TUGAS
Jawab pertanyaan berikut berdasarkan kutipan tentang pendidikan di Amerika Serikat di bawah.
(a) Menurut kutipan, apa produk terbaik yang diciptakan Amerika Serikat?
(b) Dari sepuluh universitas terbaik yang diakui dunia, berapa yang berada di AS?
(c) Apa yang terjadi di kelas AS saat teori Keuntungan Absolut Adam Smith dipelajari?

KUTIPAN TEKS
○ ○ ○ ○

Individualitas dan Komunalitas

Jika kita ditanyai apa sebenarnya produk terbaik yang telah diciptakan Amerika Serikat, maka kebanyakan akan menjawab barang-barang konsumsi, seperti elektronik, hiburan, atau makanan cepat saji. The real truth is, semua itu adalah salah. Di balik semua penciptaan produk-produk hebat tersebut, terdapat satu produk yang jauh lebih hebat dan memungkinkan Amerika Serikat menjadi negara adidaya satu-satunya di abad ke-21 ini. Apakah itu? Jawabannya adalah pendidikan.



Amerika Serikat adalah negara dengan kualitas pendidikan nomor satu di dunia. Dari sepuluh universitas terbaik yang diakui oleh dunia, delapan di antaranya berada di AS. Biaya yang dianggarkan pemerintah AS untuk pendidikan sangatlah besar dan terus bertambah setiap tahunnya. Inilah yang telah meningkatkan mutu pendidikan di AS sekaligus mutu SDM-nya.

Jika kamu pernah belajar filsafat ilmu, pastilah kamu akan diajarkan bahwa ilmu pengetahuan adalah sesuatu yang bebas nilai, dalam artian sebuah ilmu pengetahuan tidak mengandung norma, etika, atau perasaan. Sayangnya, hal tersebut tidak benar. Tidak mungkin sebuah ilmu pengetahuan dapat sepenuhnya bebas nilai. Jika kita belajar teori Keuntungan Absolutnya Adam Smith di Indonesia, kebanyakan orang akan duduk di belakang kelas mencorat-coret catatannya dengan gambar-gambar tidak jelas sementara kelas hanya dikuasai oleh sang pengajar dan para siswa yang duduk di kursi depan. Jika kita mempelajarinya di AS, yang terjadi adalah kelas akan sangat ramai dan orang-orang akan saling berebut untuk memberikan pendapatnya serta saling berdebat satu sama lain.

○ ○ ○ ○

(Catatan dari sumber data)
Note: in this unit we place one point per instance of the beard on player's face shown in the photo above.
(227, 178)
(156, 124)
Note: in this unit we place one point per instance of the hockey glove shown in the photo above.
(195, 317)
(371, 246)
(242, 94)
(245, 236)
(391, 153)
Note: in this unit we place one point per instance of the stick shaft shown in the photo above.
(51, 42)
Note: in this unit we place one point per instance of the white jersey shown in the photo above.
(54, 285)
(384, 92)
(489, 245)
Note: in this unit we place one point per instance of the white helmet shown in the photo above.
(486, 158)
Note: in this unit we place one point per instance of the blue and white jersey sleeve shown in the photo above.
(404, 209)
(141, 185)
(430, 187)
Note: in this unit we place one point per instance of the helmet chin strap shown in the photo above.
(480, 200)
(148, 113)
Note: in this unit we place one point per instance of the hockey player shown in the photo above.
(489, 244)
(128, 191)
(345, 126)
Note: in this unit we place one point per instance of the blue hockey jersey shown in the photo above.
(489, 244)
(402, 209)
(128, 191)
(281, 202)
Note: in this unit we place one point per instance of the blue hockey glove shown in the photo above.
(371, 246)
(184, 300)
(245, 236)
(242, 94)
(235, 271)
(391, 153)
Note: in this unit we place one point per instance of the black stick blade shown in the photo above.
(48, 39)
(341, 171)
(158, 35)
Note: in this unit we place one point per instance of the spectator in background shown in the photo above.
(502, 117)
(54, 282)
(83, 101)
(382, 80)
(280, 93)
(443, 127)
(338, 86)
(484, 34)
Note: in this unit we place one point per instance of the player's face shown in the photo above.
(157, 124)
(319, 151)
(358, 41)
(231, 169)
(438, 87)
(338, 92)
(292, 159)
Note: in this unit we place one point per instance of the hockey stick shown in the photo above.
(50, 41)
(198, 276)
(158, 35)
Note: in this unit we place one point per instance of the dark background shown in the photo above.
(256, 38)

○ ○ ○ ○

JAWABAN TUGAS
(a) Pendidikan.
(b) Delapan.
(c) Kelas sangat ramai, orang-orang saling berebut memberikan pendapat dan saling berdebat.